Your instructions:
The records that follow are to be given again exactly, with their pictures omitted.

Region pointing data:
- - - - -

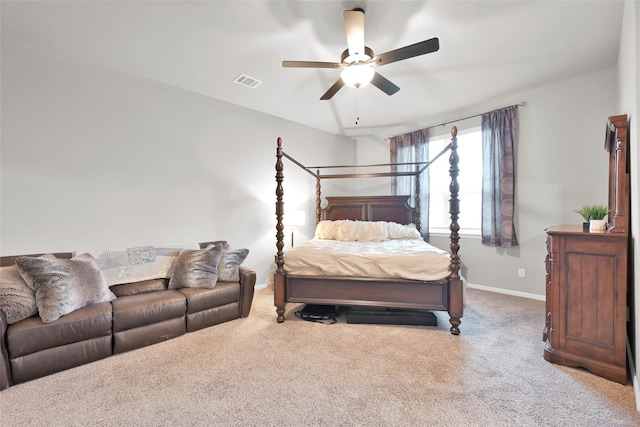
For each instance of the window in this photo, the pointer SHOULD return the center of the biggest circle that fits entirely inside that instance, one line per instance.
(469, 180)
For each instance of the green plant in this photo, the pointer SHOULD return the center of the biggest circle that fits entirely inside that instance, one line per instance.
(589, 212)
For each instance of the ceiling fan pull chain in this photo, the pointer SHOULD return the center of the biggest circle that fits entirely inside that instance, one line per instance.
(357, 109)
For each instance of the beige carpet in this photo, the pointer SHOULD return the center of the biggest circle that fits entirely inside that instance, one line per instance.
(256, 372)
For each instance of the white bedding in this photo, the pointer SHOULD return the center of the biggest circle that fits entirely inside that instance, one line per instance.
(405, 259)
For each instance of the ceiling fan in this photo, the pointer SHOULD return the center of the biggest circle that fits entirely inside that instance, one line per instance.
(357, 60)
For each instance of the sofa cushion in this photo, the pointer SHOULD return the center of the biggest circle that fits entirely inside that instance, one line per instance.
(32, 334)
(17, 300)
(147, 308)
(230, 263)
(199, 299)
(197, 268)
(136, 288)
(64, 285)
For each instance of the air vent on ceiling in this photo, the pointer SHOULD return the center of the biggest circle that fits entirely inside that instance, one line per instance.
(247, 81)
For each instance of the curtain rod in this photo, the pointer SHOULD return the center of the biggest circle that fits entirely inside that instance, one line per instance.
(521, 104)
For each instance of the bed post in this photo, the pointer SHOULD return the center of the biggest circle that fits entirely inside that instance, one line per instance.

- - - - -

Answer space:
For each instance of the window in this photo, the pointer SHOULD return the center of the biggest circle that fits entirely inside that instance, one line per instance.
(469, 180)
For each instance of the green plant in this photo, the pointer SHOULD return the center of the biggest circle that fits entirely inside that instance, one line per instance.
(589, 212)
For each instance of the ceiling fan pull chain in this photo, the pointer SHOULD return the center of the biggest circle that fits entirely inside that instance, one line per instance.
(357, 109)
For each instance of the beige carpet in this photo, the pointer SHOULD return the center of the biggest circle that fits entirely inside that instance, one line per instance.
(256, 372)
For each instance of the white bedding in this photo, the pointer SHOULD return the center of the biggest circle that fits entirely inside that instance, one line per instance.
(405, 259)
For each instance of the ceiling fan in this photo, the pointer SHOULD return the center of the biggest circle that fits entirely inside that instance, one line per instance.
(357, 60)
For each instance of the sofa cushion in this photo, the pointer SHOULD return the center of the biggest circle that fits entirely inside that instance, one line per instance.
(32, 334)
(17, 300)
(147, 308)
(230, 263)
(199, 299)
(197, 268)
(136, 288)
(64, 285)
For each instance of the air vent on ceiling in this photo, the pointer SHOULD return the center of the biggest circle that fits entirely inside that instance, one line per instance.
(247, 81)
For each instance of the curtain rod in this photo, the pointer SHOULD return the center of the biggest circle that fits entirely inside that instance, one line per instance.
(521, 104)
For each instance of the bed post in this photo, the pointer SHOULD return the center of the biggest circle that fits entirely inside that instance, one line per instance.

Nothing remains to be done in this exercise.